Fragmento =>

Gonzalo Torrente Ballester
© HEREDEROS DE GONZALO TORRENTE BALLESTER, 1987

Vivir es mantenerse en relación con la realidad. No sólo consiste en eso, pero lo implica. Y esta relación puede ser de aceptación o de repulsa. Quien está de acuerdo, desea conservar lo que hay, que es lo que tiene. Quien no, o se mantiene hostil o pretende cambiarlo.

Vivir es mantenerse en relación con la realidad. No sólo consiste en eso, pero lo implica. Y esta relación puede ser de aceptación o de repulsa. Quien está de acuerdo, desea conservar lo que hay, que es lo que tiene. Quien no, o se mantiene hostil o pretende cambiarlo. En el primer caso, es un disconforme; en el segundo, un revolucionario. Pero hay algunos seres, pocos, que escapan a esta clasificación, aunque en apariencia pertenezcan a alguno de sus apartados, sobre todo al de los disconformes o de los revolucionarios. Y digo en apariencia porque, en la teoría o en la esperanza, el revolucionario y el disconforme sospechan que, cambiando ciertas cosas (pocas o muchas), sobrevendría una realidad con la que conformarse, ideal o perfecta según su sensibilidad o su moralidad. Esos inclasificables que acabo de mencionar suelen llevar consigo su utopía. ¡Ah, si la realidad fuera así, yo sería feliz! Generalmente creen, esa creencia arrastra una esperanza, y la esperanza les ayuda a seguir. Pero la verdad es que, fuera como fuese el mundo, nunca se hallarían cómodos en él, porque su raíz es la inconformidad y su razón el no ser de aquí. ¿Seres angélicos? Muchos poetas lo fueron, y lo mejor que pudo acontecerles (y no son muchos los casos) fue encontrar en la poesía la respuesta y la justificación. Pero en su conducta siguen siendo angélicos: se les nota en algo indescriptible que va con ellos, que les acompaña o les precede, que a veces los penetra. Se les oye recitar unos versos, o intervenir en un debate público, o simplemente charlar en una esquina con el amigo con el que acaban de tropezarse. Son situaciones normales, cotidianas, tópicas, pero la presencia de éstos las priva de su vulgaridad, las eleva a la categoría de lo insólito. Se puede imaginar que, para estas gentes, la vulgaridad no existe, porque ellos redimen todos sus actos por la tensión de su propia vida, por ese calor al rojo vivo en que parecen estar irremediablemente instalados. Hay quien es poeta en los mejores momentos de su vida; hay quien parece condenado a serlo hasta en los más triviales. ¿Puedo decir que Aníbal Núñez era uno de éstos?

(Líneas de una fuente de datos)
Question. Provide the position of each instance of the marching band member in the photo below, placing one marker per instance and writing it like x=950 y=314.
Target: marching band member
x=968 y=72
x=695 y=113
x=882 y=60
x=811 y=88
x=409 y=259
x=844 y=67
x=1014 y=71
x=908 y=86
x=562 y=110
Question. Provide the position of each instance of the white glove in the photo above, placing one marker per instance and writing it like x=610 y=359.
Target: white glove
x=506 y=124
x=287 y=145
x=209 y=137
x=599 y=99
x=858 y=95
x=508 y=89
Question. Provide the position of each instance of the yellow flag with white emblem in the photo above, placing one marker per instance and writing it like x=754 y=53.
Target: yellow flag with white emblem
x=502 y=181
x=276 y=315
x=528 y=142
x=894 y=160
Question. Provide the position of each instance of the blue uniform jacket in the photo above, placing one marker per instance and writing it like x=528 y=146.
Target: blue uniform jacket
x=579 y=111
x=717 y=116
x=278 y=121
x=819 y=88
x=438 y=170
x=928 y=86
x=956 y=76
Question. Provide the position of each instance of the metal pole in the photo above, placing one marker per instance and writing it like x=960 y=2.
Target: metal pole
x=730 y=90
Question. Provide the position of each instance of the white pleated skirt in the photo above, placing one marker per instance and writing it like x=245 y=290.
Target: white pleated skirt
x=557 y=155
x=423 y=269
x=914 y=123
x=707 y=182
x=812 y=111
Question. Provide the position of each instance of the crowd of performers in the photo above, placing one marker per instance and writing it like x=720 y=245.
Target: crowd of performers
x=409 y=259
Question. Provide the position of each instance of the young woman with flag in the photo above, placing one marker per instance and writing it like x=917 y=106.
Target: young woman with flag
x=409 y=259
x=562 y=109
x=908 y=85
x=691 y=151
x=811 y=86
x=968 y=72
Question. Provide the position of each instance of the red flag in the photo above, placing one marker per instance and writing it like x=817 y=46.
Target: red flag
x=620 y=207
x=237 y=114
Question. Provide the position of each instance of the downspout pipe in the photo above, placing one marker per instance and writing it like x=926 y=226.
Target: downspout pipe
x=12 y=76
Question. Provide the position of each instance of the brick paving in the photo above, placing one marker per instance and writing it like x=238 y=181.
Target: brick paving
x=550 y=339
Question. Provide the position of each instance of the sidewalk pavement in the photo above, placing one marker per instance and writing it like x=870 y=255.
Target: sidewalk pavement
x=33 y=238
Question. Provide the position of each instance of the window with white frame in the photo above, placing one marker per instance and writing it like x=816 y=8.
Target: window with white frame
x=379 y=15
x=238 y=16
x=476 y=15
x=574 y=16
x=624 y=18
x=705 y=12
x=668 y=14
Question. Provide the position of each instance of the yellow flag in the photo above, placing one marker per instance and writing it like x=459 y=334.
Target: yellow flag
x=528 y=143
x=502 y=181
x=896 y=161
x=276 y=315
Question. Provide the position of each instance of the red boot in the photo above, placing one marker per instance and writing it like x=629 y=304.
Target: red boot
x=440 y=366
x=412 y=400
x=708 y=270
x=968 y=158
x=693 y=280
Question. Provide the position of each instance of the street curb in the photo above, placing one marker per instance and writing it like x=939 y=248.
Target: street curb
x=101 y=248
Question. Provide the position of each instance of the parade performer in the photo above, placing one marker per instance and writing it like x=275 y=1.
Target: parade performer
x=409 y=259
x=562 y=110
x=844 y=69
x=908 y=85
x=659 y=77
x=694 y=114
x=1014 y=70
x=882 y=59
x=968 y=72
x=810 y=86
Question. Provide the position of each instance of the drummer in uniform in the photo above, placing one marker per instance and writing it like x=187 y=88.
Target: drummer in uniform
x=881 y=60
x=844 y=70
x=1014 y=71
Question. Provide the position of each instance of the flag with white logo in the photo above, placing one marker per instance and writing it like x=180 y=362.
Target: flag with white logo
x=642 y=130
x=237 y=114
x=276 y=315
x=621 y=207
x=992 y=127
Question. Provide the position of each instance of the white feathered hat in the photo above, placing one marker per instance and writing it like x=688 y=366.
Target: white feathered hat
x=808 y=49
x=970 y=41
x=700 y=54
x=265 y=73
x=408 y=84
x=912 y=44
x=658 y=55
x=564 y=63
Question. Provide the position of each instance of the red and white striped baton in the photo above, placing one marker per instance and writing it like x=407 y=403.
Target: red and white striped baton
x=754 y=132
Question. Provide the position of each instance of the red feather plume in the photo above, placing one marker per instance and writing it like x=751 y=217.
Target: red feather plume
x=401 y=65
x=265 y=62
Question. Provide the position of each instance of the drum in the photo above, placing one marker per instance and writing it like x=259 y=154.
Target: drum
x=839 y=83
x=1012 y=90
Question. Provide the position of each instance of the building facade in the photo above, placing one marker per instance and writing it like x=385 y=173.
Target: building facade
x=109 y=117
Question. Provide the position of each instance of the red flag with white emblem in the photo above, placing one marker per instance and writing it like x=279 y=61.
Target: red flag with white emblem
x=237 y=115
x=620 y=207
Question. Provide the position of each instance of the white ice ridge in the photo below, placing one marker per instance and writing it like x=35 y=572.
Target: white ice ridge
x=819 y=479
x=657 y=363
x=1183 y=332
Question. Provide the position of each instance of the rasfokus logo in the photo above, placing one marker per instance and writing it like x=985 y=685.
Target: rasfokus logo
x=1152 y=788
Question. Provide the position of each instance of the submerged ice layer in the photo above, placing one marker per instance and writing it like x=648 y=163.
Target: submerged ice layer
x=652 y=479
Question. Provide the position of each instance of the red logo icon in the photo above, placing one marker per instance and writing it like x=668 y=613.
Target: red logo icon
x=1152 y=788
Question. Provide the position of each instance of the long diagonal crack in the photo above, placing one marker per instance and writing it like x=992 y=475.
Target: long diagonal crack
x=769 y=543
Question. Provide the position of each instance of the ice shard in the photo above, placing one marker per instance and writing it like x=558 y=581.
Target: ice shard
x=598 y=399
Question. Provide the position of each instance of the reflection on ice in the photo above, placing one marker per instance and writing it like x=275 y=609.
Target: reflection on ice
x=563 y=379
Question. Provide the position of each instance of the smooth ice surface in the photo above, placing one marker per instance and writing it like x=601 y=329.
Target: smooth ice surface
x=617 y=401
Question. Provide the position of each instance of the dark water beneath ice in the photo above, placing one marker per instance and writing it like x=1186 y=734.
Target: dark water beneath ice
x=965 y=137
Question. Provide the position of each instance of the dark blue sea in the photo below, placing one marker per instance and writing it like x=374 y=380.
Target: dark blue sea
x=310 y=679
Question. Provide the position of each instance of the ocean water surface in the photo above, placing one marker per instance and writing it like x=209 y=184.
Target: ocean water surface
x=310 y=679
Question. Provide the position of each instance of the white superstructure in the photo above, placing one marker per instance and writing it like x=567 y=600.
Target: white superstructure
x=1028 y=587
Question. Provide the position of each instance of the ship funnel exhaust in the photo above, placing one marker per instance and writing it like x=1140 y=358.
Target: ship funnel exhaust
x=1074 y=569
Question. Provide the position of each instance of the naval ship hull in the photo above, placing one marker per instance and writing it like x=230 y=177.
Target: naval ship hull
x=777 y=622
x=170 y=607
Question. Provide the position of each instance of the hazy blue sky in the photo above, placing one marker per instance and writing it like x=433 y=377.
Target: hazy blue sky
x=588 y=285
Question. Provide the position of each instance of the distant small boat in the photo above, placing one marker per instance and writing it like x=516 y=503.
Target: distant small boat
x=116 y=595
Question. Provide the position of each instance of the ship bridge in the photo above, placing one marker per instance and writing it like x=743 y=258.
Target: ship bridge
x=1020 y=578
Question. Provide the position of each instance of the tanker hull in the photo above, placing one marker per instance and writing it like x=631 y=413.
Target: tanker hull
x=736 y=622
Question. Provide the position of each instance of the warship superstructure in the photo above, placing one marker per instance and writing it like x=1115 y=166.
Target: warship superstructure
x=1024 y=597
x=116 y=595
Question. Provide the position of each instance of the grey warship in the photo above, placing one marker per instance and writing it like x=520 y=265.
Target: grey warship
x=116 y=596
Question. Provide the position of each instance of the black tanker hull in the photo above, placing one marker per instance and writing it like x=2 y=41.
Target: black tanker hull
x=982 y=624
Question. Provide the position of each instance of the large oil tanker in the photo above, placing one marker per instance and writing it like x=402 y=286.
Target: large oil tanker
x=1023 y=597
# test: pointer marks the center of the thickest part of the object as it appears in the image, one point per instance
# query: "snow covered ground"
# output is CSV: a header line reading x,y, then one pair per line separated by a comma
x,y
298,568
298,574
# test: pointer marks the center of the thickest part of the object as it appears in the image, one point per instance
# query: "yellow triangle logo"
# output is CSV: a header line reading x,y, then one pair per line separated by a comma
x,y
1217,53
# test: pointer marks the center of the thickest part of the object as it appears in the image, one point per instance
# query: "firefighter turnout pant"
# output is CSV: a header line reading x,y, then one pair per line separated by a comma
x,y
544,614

Ejercicio propuesto =>
Según el fragmento, ¿cuál es la raíz de los seres que escapan a la clasificación entre disconformes y revolucionarios? Responde basándote únicamente en el fragmento.

Resultado =>
Su raíz es la inconformidad.